▸ **DIRECTIONS**
The required output is the line with "Category: blue apron" and each line that follows it to the end of the entries below, copied exactly and with nothing added.
* * * *
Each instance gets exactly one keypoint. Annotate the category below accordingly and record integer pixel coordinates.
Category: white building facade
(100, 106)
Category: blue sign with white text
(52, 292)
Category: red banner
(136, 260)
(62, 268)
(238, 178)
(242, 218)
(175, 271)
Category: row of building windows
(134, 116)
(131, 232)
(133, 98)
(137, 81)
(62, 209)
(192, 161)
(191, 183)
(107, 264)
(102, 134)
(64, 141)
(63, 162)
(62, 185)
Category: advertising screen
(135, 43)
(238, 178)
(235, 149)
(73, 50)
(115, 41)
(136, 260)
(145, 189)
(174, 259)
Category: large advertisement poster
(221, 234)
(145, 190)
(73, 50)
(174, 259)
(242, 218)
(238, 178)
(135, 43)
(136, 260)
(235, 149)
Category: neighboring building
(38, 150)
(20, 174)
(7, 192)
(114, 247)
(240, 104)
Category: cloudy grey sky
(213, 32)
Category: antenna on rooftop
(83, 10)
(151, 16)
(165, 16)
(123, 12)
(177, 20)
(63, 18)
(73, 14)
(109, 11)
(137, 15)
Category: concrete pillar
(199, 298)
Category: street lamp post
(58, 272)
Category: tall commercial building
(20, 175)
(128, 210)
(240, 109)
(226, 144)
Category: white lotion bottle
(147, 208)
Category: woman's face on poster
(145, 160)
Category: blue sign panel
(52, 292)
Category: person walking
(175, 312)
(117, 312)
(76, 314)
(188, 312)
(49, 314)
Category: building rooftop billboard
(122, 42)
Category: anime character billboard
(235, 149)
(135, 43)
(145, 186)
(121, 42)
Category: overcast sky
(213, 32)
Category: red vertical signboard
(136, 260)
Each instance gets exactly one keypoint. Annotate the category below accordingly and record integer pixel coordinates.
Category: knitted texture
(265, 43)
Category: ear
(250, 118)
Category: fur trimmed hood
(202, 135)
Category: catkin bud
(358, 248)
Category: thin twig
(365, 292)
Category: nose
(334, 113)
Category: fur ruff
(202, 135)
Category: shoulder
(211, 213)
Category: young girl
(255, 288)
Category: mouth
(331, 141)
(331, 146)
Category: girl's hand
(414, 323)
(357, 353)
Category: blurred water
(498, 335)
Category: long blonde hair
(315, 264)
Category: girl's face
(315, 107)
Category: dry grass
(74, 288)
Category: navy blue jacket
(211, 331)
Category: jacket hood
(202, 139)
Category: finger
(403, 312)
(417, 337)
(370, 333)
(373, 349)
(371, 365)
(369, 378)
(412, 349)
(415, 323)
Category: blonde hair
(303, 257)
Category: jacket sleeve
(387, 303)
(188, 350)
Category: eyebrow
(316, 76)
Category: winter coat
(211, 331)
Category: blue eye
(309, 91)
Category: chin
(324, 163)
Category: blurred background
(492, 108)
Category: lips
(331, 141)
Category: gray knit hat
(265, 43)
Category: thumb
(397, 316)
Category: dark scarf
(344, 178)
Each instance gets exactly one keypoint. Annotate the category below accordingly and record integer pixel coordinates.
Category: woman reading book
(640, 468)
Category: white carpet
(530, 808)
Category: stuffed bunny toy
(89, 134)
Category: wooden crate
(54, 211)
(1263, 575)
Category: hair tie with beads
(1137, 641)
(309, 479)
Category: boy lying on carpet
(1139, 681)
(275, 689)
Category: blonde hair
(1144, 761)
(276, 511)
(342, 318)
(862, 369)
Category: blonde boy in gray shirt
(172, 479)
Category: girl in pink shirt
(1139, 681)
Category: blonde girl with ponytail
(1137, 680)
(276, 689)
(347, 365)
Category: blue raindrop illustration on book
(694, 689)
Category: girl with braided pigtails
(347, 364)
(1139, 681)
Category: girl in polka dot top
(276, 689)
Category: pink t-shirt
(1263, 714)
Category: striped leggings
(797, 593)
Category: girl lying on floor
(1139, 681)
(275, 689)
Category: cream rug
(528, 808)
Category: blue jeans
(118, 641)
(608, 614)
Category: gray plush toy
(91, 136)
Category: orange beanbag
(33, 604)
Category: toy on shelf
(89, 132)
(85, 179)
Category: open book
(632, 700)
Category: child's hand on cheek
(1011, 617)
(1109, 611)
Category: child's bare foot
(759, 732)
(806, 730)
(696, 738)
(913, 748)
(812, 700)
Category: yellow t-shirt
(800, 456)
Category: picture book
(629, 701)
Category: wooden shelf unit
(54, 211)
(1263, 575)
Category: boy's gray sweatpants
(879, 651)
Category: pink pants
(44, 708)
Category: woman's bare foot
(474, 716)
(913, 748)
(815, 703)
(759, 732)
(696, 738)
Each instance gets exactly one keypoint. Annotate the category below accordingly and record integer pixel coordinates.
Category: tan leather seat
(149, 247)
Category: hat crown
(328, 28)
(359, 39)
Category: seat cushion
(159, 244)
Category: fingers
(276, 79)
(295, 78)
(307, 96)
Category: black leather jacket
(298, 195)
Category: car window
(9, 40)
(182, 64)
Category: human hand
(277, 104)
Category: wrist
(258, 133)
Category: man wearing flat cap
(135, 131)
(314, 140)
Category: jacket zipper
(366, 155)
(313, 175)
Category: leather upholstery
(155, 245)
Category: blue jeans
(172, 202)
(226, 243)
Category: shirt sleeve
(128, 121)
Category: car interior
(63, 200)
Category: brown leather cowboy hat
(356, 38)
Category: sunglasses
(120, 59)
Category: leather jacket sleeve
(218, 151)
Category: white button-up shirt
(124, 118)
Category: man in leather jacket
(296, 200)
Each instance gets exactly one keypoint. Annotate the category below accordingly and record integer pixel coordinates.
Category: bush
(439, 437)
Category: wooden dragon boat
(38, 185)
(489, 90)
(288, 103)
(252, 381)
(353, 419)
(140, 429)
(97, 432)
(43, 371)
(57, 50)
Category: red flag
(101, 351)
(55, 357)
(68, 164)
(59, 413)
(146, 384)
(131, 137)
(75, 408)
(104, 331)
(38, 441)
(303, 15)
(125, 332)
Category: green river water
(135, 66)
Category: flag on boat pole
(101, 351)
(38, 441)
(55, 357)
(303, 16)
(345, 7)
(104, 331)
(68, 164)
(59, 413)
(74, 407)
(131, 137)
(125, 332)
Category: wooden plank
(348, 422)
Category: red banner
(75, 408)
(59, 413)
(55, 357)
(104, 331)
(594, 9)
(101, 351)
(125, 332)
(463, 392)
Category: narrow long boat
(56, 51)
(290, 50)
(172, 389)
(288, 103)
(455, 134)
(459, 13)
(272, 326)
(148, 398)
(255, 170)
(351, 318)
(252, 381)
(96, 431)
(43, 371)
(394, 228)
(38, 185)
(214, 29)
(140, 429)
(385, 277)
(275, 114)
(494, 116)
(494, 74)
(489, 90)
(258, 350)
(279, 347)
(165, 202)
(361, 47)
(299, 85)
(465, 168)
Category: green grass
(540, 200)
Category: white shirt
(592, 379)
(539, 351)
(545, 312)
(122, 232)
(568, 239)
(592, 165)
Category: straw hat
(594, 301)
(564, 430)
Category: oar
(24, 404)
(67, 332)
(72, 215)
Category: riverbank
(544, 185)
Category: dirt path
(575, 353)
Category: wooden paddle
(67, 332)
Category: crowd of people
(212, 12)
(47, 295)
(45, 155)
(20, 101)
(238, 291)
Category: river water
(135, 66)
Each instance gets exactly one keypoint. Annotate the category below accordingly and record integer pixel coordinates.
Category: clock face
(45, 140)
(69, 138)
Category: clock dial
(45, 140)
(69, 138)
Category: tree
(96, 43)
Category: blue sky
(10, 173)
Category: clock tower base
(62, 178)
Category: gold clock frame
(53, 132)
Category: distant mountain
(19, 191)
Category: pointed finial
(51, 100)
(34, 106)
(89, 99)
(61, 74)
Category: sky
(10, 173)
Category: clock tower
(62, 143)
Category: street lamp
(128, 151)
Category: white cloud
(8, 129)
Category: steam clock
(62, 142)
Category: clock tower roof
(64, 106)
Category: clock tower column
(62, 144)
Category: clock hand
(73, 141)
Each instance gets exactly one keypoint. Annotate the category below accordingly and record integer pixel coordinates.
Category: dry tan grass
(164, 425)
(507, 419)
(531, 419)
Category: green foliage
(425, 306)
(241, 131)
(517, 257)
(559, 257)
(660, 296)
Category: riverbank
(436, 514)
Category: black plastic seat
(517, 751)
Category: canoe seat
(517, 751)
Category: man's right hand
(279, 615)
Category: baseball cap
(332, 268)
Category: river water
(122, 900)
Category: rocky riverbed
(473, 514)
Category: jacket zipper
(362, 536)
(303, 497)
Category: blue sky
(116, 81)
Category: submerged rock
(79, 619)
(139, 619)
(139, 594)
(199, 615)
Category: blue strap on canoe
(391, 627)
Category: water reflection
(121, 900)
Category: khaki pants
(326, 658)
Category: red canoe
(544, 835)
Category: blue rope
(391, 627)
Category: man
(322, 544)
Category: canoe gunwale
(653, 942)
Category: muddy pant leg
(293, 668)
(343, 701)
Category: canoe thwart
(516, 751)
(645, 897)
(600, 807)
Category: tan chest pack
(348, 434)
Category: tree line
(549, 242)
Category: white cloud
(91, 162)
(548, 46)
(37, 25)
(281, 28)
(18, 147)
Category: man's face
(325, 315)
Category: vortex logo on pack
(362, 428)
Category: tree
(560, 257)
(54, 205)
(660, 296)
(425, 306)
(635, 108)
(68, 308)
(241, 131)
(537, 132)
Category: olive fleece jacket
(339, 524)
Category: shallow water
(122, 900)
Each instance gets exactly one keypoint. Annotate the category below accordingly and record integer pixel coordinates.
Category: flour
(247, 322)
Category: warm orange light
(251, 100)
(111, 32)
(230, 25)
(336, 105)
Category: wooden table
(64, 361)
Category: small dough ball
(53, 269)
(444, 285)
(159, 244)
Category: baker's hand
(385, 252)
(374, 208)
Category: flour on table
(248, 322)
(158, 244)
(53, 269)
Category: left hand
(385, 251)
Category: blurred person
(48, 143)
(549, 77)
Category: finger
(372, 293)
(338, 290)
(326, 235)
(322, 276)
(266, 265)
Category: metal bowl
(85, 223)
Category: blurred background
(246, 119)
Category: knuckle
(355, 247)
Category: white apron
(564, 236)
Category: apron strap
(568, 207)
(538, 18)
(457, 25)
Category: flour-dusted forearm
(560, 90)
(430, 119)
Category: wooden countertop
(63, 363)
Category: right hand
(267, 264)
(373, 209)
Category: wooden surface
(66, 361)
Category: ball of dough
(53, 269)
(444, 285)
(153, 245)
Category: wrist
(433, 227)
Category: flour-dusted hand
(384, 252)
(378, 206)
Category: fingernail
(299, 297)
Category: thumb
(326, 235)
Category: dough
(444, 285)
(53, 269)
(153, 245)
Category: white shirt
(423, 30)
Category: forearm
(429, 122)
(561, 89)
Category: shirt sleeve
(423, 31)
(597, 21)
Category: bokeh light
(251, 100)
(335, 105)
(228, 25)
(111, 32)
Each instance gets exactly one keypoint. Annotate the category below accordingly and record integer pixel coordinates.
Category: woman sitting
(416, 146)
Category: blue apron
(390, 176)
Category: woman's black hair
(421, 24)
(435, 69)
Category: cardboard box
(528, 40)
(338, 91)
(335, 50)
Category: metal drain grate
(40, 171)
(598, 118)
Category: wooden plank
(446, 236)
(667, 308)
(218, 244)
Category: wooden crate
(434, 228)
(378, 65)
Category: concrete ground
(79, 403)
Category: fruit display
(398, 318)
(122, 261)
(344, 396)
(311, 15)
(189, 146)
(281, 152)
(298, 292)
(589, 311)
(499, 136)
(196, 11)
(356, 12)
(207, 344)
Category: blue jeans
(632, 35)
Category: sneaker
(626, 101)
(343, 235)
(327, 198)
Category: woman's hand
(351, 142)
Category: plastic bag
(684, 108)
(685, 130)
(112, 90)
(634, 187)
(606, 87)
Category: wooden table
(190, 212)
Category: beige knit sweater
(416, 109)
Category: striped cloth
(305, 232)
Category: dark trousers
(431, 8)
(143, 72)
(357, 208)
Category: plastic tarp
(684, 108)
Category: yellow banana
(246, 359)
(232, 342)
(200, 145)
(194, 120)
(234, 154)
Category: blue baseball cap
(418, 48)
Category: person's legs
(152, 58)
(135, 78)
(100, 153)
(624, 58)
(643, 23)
* * * *
▸ **EXERCISE ANSWER**
Category: blue apron
(390, 176)
Category: woman's black hair
(421, 24)
(435, 69)
Category: cardboard box
(528, 40)
(338, 91)
(335, 50)
Category: metal drain grate
(40, 171)
(598, 118)
Category: wooden plank
(446, 236)
(667, 308)
(218, 244)
Category: wooden crate
(434, 228)
(378, 65)
Category: concrete ground
(79, 403)
Category: fruit display
(398, 318)
(122, 261)
(344, 396)
(311, 15)
(189, 146)
(281, 152)
(298, 292)
(589, 311)
(499, 136)
(196, 11)
(356, 12)
(207, 344)
Category: blue jeans
(632, 35)
Category: sneaker
(626, 101)
(343, 235)
(327, 198)
Category: woman's hand
(351, 142)
Category: plastic bag
(684, 108)
(685, 130)
(112, 90)
(634, 187)
(606, 87)
Category: wooden table
(190, 212)
Category: beige knit sweater
(416, 109)
Category: striped cloth
(305, 232)
Category: dark trousers
(431, 8)
(143, 72)
(357, 208)
Category: plastic tarp
(684, 108)
Category: yellow banana
(246, 359)
(232, 342)
(200, 145)
(194, 120)
(234, 154)
Category: blue baseball cap
(418, 48)
Category: person's legs
(152, 58)
(135, 78)
(100, 153)
(624, 58)
(643, 23)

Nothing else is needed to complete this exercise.